* WHAT TO DO
Reproduce the data shown below exactly.

____ MATERIAL FOR THIS EXERCISE

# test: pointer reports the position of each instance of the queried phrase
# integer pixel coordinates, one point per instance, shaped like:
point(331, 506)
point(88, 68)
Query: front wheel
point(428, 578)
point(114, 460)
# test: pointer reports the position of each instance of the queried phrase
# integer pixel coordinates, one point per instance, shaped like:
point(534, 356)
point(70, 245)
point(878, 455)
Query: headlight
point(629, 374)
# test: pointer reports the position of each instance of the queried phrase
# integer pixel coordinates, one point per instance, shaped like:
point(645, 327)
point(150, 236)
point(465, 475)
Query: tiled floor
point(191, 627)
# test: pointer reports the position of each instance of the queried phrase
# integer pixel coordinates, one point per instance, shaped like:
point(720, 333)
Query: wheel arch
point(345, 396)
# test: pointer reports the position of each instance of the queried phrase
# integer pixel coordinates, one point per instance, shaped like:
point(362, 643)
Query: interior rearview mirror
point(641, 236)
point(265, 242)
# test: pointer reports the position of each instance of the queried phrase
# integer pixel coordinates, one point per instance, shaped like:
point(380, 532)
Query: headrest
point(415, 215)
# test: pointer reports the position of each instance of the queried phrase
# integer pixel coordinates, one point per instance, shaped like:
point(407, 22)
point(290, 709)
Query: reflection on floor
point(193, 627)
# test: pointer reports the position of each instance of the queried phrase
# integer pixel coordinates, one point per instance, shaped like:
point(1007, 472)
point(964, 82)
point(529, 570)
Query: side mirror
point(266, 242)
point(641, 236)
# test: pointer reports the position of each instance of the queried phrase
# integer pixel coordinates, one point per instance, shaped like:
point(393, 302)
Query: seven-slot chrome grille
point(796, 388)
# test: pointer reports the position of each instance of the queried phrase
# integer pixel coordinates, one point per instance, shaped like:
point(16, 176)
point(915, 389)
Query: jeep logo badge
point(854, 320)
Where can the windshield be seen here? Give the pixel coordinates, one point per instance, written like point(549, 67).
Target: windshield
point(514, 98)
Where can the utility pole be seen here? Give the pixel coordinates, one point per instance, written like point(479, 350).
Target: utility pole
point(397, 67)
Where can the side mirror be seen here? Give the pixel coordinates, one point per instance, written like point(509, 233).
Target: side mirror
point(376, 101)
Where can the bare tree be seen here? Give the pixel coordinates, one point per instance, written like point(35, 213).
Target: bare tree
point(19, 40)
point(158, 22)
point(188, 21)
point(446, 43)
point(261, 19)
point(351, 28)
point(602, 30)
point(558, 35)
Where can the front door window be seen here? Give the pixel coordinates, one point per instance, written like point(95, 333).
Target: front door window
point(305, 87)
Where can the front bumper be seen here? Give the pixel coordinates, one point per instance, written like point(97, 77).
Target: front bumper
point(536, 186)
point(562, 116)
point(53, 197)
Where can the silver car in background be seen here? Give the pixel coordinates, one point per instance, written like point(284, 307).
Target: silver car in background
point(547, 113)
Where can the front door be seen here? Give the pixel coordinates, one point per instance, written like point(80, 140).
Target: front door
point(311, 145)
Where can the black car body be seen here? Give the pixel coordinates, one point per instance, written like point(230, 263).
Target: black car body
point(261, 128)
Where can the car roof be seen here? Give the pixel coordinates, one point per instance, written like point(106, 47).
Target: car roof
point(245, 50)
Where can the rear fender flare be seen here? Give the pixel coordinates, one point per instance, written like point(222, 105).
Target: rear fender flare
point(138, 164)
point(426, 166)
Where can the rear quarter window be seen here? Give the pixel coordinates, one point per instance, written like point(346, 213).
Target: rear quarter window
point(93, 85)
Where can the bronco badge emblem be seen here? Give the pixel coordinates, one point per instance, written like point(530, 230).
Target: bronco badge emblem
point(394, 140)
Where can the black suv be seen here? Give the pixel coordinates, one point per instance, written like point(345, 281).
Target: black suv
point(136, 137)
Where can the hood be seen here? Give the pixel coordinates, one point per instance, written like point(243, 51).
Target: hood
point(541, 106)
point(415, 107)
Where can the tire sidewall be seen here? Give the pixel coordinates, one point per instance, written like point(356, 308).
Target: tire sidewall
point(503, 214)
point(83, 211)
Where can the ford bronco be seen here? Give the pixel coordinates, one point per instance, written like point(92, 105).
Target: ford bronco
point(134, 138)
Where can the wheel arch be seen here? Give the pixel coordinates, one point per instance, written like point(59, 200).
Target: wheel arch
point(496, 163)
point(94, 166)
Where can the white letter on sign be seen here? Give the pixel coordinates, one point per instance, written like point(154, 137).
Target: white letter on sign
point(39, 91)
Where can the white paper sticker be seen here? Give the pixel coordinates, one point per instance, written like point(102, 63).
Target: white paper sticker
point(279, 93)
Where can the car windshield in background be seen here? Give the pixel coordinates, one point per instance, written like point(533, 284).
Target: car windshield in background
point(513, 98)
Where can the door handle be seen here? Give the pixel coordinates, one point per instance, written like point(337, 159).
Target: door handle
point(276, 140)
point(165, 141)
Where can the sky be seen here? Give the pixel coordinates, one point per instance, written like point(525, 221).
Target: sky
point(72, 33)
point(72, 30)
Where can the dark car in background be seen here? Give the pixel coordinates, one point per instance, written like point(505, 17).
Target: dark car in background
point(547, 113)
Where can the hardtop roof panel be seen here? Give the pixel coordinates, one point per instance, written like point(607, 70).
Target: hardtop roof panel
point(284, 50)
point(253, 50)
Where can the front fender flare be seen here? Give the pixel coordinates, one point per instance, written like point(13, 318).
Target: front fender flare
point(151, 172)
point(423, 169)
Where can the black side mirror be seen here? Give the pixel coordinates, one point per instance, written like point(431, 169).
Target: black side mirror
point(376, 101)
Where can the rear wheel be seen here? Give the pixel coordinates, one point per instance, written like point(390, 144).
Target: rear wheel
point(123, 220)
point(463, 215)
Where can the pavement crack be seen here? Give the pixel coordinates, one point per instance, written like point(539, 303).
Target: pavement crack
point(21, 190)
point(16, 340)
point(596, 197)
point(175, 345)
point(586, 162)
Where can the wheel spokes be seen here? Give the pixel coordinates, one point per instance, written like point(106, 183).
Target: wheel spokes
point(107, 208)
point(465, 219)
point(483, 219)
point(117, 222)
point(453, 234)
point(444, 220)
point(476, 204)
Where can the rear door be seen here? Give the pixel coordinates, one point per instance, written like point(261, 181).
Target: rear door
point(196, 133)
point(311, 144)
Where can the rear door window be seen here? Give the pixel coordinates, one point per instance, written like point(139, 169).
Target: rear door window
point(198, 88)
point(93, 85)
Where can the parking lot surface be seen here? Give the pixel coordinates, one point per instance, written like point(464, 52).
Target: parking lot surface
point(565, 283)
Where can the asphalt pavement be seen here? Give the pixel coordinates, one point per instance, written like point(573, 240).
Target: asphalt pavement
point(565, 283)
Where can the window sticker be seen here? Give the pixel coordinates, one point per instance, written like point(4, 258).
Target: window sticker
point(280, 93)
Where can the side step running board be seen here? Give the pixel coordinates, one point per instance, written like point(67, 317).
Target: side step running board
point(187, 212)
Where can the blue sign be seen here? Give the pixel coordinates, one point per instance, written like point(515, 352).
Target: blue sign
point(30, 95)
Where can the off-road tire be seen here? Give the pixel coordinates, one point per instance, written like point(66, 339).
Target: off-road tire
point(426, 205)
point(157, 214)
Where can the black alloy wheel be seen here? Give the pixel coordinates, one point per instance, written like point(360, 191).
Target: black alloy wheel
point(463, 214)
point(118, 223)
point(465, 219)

________

* EXERCISE RESPONSE
# test: pointer reports the position of each instance of the queried phrase
# integer pixel coordinates, one point per instance, shaped like:
point(331, 506)
point(88, 68)
Query: front wheel
point(428, 578)
point(114, 460)
# test: pointer reports the position of each instance of the queried phrase
# integer pixel coordinates, one point per instance, shaped like:
point(534, 356)
point(70, 245)
point(878, 455)
Query: headlight
point(629, 374)
# test: pointer reports the position of each instance of the queried phrase
# integer pixel coordinates, one point per instance, shaped like:
point(645, 327)
point(150, 236)
point(465, 475)
Query: tiled floor
point(191, 627)
# test: pointer reports the position of each instance of the queried phrase
# integer pixel coordinates, one point per instance, shaped like:
point(720, 333)
Query: wheel arch
point(345, 396)
# test: pointer reports the position of each instance of the queried phrase
# integer pixel coordinates, one point per instance, shaped like:
point(362, 643)
Query: interior rearview mirror
point(641, 236)
point(265, 242)
# test: pointer reports the position of each instance of the queried phrase
# integer pixel coordinates, one point per instance, shaped like:
point(380, 532)
Query: headrest
point(415, 215)
# test: pointer reports the position of each instance of the queried phrase
# integer pixel coordinates, one point per instance, shaped like:
point(407, 22)
point(290, 709)
Query: reflection on floor
point(193, 627)
# test: pointer reports the position of each instance of the queried phrase
# integer pixel coordinates, one point per instance, shaped like:
point(1007, 472)
point(964, 82)
point(529, 570)
Query: side mirror
point(266, 242)
point(641, 236)
# test: pointer reports the position of each instance of the queried phrase
# integer pixel coordinates, one point per instance, shaped like:
point(393, 302)
Query: seven-slot chrome grille
point(796, 388)
# test: pointer reports the position of each instance of the queried phrase
# integer pixel coordinates, one point per instance, shaped like:
point(16, 176)
point(915, 389)
Query: jeep logo badge
point(854, 320)
Where can the windshield be seen here? Give the pixel coordinates, one point per instance, written like point(549, 67).
Target: windshield
point(514, 98)
Where can the utility pole be seen here? Give the pixel coordinates, one point per instance, written like point(479, 350).
Target: utility pole
point(397, 67)
Where can the side mirror be seen here? Give the pixel coordinates, one point per instance, written like point(509, 233).
Target: side mirror
point(376, 101)
Where can the bare tree be seen here? Give the pixel coordinates, one point per instance, written like point(35, 213).
Target: bare tree
point(19, 40)
point(158, 22)
point(188, 21)
point(446, 43)
point(261, 19)
point(351, 28)
point(602, 30)
point(558, 35)
Where can the front door window be seen here? Give the pixel coordinates, one point per instance, written like point(95, 333).
Target: front door window
point(305, 87)
Where can the front bumper be seen here? Give the pixel coordinates, one point per instance, written like point(97, 77).
Target: front bumper
point(536, 186)
point(562, 116)
point(53, 197)
Where can the silver car in background be seen here? Give the pixel coordinates, one point per instance, written like point(284, 307).
Target: silver car in background
point(547, 113)
Where can the front door be seen here? Give the pixel coordinates, one point per instance, written like point(80, 140).
Target: front door
point(311, 145)
Where can the black car body be seen here? Give the pixel coordinates, one point per instance, written like point(230, 263).
Target: black car body
point(261, 128)
Where can the car roof be seen here? Give the pixel coordinates, one point per instance, written like point(106, 47).
Target: car roof
point(245, 50)
Where can the rear fender flare be seen here? Give the pixel coordinates, one point per instance, written like point(222, 105).
Target: rear fender flare
point(138, 164)
point(426, 166)
Where can the rear quarter window be seen here? Give the pixel coordinates, one point per instance, written like point(346, 213).
Target: rear quarter window
point(93, 85)
Where can the bronco badge emblem be seen here? Give the pixel coordinates, one point per instance, written like point(530, 230).
Target: bronco badge emblem
point(394, 140)
Where can the black suv be seen here? Give the pixel coordinates, one point per instance, written like point(345, 281).
Target: black suv
point(136, 137)
Where can the hood be seen here? Give the pixel coordinates, one point per instance, written like point(243, 51).
Target: hood
point(541, 106)
point(415, 107)
Where can the tire sidewall be seen here? Give the pixel coordinates, one point per instance, written like point(356, 308).
Target: tire sidewall
point(503, 214)
point(83, 211)
Where can the ford bronco be seen here? Give the pixel coordinates, one point per instance, written like point(92, 105).
Target: ford bronco
point(134, 138)
Where can the wheel arch be seen here? Give the pixel coordinates, one point per instance, written like point(59, 200).
Target: wheel arch
point(496, 163)
point(94, 166)
Where can the white letter on sign be seen here? Give the pixel coordinates, one point per instance, written like point(154, 137).
Target: white letter on sign
point(39, 91)
Where can the white paper sticker be seen here? Give the pixel coordinates, one point per instance, written like point(102, 63).
Target: white paper sticker
point(279, 93)
Where can the car windshield in background be seen here? Give the pixel coordinates, one point per instance, written like point(533, 284).
Target: car windshield in background
point(513, 98)
Where can the door handle be seen here? Give the pixel coordinates, one point per instance, written like point(337, 159).
Target: door handle
point(276, 140)
point(165, 141)
Where can the sky be seen here? Give the pixel coordinates, one point per instance, written like point(525, 221).
Target: sky
point(72, 33)
point(72, 30)
Where can the dark car in background be seen here? Give the pixel coordinates, one point per instance, written like point(505, 17).
Target: dark car in background
point(547, 113)
Where can the hardtop roof panel be seen here? Give the pixel coordinates, one point per instance, written like point(607, 70).
Target: hardtop roof panel
point(284, 50)
point(253, 50)
Where can the front fender flare be seen here? Give the pixel coordinates, one point per instance, written like point(13, 318).
Target: front fender flare
point(151, 172)
point(423, 169)
Where can the black side mirror be seen here? Give the pixel coordinates, one point per instance, written like point(431, 169).
Target: black side mirror
point(376, 101)
Where can the rear wheel be seen here? Give the pixel coordinates, one point per instance, written like point(390, 144).
Target: rear wheel
point(123, 220)
point(463, 215)
Where can the pavement crack be seen here? Give the pixel coordinates, one point per instance, written like point(539, 303).
Target: pavement crack
point(21, 190)
point(16, 340)
point(596, 197)
point(175, 345)
point(586, 162)
Where can the wheel spokes be seen here? Give the pixel coordinates, one point per instance, written like point(106, 183).
Target: wheel spokes
point(107, 208)
point(465, 219)
point(483, 219)
point(117, 222)
point(453, 234)
point(444, 220)
point(476, 204)
Where can the rear door be seen here? Give the pixel coordinates, one point per instance, written like point(261, 181).
Target: rear door
point(196, 133)
point(311, 144)
Where can the rear door window be seen here? Give the pixel coordinates, one point per instance, written like point(139, 169).
Target: rear door window
point(198, 88)
point(93, 85)
Where can the parking lot surface be seen here? Give the pixel coordinates, one point per instance, written like point(464, 52).
Target: parking lot surface
point(565, 283)
Where can the asphalt pavement be seen here? Give the pixel coordinates, one point per instance, written like point(573, 240).
Target: asphalt pavement
point(565, 283)
Where can the window sticker be seen here? Give the pixel coordinates, one point per instance, written like point(4, 258).
Target: window sticker
point(280, 93)
Where can the side step running board be seen here? Give the pixel coordinates, one point per instance, written like point(67, 317).
Target: side step running board
point(187, 212)
Where can the blue sign be seen here? Give the pixel coordinates, one point per instance, written like point(515, 352).
Target: blue sign
point(30, 95)
Where can the off-road tire be seen here? Give the pixel coordinates, one point per instance, written like point(66, 339).
Target: off-road tire
point(426, 205)
point(157, 214)
Where can the black alloy wheel be seen here? Give the pixel coordinates, one point per instance, written like point(360, 191).
Target: black alloy wheel
point(463, 214)
point(118, 223)
point(465, 219)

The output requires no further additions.